» **Problem statement**: The stretch wanted below opens at the line containing "Give a dot for each instance of the open" and closes at the line containing "<point>192,75</point>". Please return it exactly, with no other lines.

» **Provided material**:
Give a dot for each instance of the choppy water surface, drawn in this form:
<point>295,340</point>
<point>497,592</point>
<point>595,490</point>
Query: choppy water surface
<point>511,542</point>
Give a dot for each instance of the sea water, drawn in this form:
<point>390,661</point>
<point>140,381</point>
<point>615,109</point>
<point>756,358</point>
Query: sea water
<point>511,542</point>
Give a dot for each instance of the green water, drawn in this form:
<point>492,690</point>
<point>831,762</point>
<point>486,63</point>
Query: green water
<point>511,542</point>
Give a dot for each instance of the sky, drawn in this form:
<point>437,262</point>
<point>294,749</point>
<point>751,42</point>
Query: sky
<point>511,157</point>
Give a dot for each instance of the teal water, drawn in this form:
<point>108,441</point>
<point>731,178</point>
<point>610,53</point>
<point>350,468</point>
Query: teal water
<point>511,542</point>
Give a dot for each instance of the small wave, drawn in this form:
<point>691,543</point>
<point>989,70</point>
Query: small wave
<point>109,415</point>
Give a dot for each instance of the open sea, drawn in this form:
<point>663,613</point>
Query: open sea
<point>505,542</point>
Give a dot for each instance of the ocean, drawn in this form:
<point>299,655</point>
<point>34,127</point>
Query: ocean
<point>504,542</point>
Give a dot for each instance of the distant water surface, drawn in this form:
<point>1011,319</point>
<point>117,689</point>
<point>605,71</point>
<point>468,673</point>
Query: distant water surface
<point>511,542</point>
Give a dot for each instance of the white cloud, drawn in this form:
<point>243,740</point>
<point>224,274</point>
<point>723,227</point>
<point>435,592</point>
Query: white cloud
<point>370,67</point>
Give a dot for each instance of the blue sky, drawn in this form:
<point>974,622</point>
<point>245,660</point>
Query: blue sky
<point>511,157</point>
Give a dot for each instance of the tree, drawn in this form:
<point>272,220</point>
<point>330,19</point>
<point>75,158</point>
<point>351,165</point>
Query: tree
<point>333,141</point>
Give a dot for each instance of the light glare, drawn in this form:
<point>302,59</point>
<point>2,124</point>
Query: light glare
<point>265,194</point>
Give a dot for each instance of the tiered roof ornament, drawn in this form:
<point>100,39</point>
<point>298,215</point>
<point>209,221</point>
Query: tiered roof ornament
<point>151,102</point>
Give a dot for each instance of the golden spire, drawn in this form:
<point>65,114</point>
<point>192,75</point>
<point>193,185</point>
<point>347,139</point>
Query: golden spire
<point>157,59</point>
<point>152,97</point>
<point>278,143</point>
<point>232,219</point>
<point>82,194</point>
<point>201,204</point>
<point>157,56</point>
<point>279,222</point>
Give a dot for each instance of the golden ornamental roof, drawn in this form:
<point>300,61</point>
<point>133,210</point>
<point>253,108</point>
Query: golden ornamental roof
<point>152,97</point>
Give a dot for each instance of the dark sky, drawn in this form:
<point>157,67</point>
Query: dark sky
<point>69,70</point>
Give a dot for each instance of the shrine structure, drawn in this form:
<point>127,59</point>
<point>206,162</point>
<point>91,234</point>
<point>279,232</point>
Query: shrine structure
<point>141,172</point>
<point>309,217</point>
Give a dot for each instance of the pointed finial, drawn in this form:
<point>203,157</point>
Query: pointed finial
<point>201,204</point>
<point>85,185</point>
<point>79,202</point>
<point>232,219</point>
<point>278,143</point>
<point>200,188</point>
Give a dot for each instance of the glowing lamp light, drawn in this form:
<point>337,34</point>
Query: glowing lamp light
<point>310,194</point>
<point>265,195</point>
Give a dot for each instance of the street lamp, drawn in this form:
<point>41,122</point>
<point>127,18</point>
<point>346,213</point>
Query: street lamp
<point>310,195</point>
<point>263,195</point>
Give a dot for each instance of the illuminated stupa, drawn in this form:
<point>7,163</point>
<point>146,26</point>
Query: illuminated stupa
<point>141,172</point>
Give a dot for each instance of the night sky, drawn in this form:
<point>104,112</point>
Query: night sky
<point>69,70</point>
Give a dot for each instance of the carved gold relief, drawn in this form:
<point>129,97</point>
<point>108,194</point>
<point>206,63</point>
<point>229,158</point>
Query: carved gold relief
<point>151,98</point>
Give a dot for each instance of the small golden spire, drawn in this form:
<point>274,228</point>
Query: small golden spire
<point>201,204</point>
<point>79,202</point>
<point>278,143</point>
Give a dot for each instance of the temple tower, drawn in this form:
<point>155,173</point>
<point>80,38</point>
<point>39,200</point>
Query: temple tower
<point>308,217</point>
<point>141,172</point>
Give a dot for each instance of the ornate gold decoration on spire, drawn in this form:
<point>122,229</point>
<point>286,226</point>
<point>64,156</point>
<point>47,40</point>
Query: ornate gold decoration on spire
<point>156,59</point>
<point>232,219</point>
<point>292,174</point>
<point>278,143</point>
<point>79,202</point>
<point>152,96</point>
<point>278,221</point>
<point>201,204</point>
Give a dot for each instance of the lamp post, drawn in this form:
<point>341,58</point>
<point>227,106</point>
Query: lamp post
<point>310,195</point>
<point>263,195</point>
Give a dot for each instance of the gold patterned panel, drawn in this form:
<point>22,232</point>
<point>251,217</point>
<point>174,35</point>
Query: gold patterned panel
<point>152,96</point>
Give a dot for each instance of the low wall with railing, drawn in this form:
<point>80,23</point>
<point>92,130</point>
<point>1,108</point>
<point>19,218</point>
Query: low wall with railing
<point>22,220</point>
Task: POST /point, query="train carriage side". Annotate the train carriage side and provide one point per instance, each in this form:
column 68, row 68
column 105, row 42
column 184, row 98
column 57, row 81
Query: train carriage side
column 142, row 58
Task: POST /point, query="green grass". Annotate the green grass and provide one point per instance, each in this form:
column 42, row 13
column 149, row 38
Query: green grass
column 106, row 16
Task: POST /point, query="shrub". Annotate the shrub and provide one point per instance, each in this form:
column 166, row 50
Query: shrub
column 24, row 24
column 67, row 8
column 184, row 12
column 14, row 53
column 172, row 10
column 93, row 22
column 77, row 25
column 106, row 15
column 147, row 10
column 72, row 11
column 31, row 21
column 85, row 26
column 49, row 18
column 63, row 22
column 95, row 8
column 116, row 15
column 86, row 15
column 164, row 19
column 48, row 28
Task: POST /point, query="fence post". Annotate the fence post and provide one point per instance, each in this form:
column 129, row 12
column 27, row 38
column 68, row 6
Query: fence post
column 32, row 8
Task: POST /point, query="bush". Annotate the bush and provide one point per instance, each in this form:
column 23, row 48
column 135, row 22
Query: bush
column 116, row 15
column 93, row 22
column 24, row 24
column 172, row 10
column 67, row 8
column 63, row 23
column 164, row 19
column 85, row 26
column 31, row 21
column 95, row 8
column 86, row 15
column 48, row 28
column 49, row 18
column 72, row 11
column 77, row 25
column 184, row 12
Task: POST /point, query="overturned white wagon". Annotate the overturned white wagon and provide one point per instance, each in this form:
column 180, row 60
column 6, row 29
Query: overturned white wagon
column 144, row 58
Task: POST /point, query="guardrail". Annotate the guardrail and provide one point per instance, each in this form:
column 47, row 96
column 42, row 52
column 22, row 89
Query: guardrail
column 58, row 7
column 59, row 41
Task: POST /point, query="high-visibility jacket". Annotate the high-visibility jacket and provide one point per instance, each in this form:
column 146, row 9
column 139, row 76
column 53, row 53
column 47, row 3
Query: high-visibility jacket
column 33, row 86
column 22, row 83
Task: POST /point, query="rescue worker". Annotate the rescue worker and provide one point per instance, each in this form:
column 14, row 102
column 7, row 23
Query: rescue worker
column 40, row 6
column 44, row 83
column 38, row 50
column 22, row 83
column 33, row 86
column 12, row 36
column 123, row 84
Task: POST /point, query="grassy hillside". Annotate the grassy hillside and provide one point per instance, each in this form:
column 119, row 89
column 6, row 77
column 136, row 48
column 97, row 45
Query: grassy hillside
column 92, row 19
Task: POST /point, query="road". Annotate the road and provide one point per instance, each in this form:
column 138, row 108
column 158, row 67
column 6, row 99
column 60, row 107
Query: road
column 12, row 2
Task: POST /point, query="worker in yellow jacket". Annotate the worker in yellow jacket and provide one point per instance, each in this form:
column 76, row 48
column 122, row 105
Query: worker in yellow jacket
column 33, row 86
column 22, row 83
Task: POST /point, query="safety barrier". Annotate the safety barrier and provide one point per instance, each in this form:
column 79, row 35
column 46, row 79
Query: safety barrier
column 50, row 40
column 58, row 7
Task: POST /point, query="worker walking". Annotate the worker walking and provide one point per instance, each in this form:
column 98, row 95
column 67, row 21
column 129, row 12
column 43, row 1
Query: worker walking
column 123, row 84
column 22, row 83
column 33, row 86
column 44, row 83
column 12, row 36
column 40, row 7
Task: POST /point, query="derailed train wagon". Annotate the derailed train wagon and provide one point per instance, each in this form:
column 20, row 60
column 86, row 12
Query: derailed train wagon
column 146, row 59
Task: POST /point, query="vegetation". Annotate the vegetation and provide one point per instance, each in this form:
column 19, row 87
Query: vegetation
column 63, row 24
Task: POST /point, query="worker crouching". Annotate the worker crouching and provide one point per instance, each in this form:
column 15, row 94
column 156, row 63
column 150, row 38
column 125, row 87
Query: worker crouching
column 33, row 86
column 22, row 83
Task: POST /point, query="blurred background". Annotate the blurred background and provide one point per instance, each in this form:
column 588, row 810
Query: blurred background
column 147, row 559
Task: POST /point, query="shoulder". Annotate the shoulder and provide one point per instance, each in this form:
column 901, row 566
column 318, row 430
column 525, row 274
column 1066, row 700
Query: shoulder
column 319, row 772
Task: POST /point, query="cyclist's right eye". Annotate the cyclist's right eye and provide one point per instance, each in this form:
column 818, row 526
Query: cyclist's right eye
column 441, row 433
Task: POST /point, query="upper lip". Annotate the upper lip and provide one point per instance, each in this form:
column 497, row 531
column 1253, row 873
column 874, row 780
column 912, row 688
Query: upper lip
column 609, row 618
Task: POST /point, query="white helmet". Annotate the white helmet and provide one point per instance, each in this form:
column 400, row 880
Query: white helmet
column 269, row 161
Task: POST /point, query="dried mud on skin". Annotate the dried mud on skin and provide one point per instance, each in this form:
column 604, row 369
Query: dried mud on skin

» **Exercise response**:
Give a dot for each instance of the open sea, drawn in this form:
<point>663,613</point>
Query: open sea
<point>505,542</point>
Give a dot for each instance of the ocean, drawn in this form:
<point>299,655</point>
<point>34,127</point>
Query: ocean
<point>504,542</point>
Give a dot for each instance of the distant water surface, drawn in this form:
<point>1011,319</point>
<point>117,689</point>
<point>605,71</point>
<point>468,673</point>
Query: distant water surface
<point>511,542</point>
Give a dot for each instance of the white cloud, drawn in this form:
<point>243,740</point>
<point>224,274</point>
<point>723,227</point>
<point>435,592</point>
Query: white cloud
<point>370,67</point>
Give a dot for each instance of the blue sky, drawn in this form:
<point>974,622</point>
<point>245,660</point>
Query: blue sky
<point>511,157</point>
Give a dot for each instance of the tree, drawn in this form:
<point>272,220</point>
<point>330,19</point>
<point>75,158</point>
<point>351,165</point>
Query: tree
<point>333,141</point>
Give a dot for each instance of the light glare, drawn in this form:
<point>302,59</point>
<point>2,124</point>
Query: light glare
<point>265,194</point>
Give a dot for each instance of the tiered roof ornament, drawn in this form:
<point>100,39</point>
<point>298,215</point>
<point>209,221</point>
Query: tiered roof ornament
<point>151,102</point>
Give a dot for each instance of the golden spire, drawn in this form:
<point>65,114</point>
<point>192,75</point>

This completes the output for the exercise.